+++ Data supplied +++

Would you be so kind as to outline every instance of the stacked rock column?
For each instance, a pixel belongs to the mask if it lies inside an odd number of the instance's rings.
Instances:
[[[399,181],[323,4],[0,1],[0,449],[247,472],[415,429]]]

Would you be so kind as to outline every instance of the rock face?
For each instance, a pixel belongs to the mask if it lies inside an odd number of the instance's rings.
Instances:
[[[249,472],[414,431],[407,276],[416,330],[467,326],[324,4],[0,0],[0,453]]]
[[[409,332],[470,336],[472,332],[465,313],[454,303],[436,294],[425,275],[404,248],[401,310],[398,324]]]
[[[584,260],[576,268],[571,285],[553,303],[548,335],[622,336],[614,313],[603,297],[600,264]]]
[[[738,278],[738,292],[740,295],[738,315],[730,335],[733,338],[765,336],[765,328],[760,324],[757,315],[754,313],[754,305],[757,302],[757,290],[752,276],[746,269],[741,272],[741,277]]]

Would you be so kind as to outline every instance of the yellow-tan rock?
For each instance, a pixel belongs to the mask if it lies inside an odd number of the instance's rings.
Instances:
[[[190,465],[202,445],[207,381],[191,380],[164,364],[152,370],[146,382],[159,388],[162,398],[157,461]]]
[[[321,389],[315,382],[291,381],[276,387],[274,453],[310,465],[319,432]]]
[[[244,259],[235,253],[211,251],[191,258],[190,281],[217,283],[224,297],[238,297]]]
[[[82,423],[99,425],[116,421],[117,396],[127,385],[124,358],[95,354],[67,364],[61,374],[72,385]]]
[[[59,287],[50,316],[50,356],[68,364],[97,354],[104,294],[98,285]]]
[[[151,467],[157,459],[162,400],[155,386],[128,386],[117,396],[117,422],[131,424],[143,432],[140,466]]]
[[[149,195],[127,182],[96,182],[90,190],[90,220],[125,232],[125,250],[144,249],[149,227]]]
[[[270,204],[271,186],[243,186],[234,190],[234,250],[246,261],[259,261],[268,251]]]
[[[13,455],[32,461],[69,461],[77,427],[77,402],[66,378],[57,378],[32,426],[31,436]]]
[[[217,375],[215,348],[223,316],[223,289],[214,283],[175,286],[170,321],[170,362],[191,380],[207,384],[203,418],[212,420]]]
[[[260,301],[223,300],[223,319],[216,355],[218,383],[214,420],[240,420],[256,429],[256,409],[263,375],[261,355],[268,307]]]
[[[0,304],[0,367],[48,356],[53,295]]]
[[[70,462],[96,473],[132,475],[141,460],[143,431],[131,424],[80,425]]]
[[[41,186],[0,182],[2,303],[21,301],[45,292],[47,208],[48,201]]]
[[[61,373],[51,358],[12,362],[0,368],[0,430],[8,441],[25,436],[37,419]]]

+++

Give every line of the listing above as a JSON list of strings, one string per line, omitting blank lines.

[
  "Would you be so kind as to outline every instance of the stacked rock column?",
  "For each instance, a pixel belongs to the mask if it lies inside an odd number of the instance's rings.",
  "Instances:",
  "[[[399,181],[323,4],[0,1],[0,449],[247,472],[415,429]]]",
  "Would you be so kind as to outline every instance of the rock face?",
  "For each instance, a pixel belongs to the mask if it lies inside an odd number of the instance's rings.",
  "Instances:",
  "[[[249,472],[414,431],[407,276],[416,330],[467,326],[324,4],[0,0],[0,453]]]",
  "[[[409,332],[470,336],[472,332],[465,313],[454,303],[436,294],[425,275],[404,248],[401,310],[398,324]]]",
  "[[[584,260],[576,268],[571,285],[553,303],[548,335],[622,336],[614,313],[603,297],[600,264]]]",
  "[[[738,278],[738,292],[740,295],[738,315],[730,335],[733,338],[765,336],[765,328],[760,324],[757,315],[754,313],[754,305],[757,302],[757,290],[752,276],[746,269],[741,272],[741,277]]]",
  "Would you be so kind as to outline every instance of the yellow-tan rock?",
  "For each instance, a pixel belongs to the mask if it lies inside an odd number of the instance's rings.",
  "Instances:",
  "[[[190,465],[202,445],[207,381],[191,380],[164,364],[152,370],[146,382],[159,388],[162,398],[157,461]]]",
  "[[[321,389],[315,382],[291,381],[276,387],[274,453],[310,465],[319,432]]]",
  "[[[244,259],[235,253],[211,251],[191,258],[190,281],[217,283],[224,297],[238,297]]]",
  "[[[82,423],[99,425],[116,421],[117,396],[127,385],[124,358],[95,354],[67,364],[61,374],[72,385]]]",
  "[[[59,287],[50,316],[50,356],[68,364],[97,354],[104,294],[98,285]]]",
  "[[[151,467],[157,459],[162,400],[155,386],[128,386],[117,396],[117,422],[131,424],[143,432],[140,466]]]",
  "[[[149,195],[127,182],[96,182],[90,190],[90,220],[125,232],[125,250],[144,249],[149,227]]]",
  "[[[270,204],[271,186],[243,186],[234,190],[234,250],[246,261],[259,261],[268,251]]]",
  "[[[13,455],[32,461],[69,461],[77,427],[77,402],[66,378],[57,378],[32,426],[31,436]]]",
  "[[[217,375],[215,348],[223,316],[223,289],[214,283],[175,286],[170,321],[170,362],[191,380],[207,384],[203,418],[212,420]]]",
  "[[[260,301],[223,300],[223,319],[216,355],[218,383],[214,420],[240,420],[256,429],[256,409],[263,375],[261,355],[268,307]]]",
  "[[[0,304],[0,367],[48,356],[53,295]]]",
  "[[[70,462],[96,473],[132,475],[141,460],[143,431],[131,424],[80,425]]]",
  "[[[41,186],[0,182],[2,303],[21,301],[45,292],[47,208],[48,201]]]",
  "[[[61,373],[51,358],[12,362],[0,368],[0,430],[8,441],[25,436],[37,419]]]"
]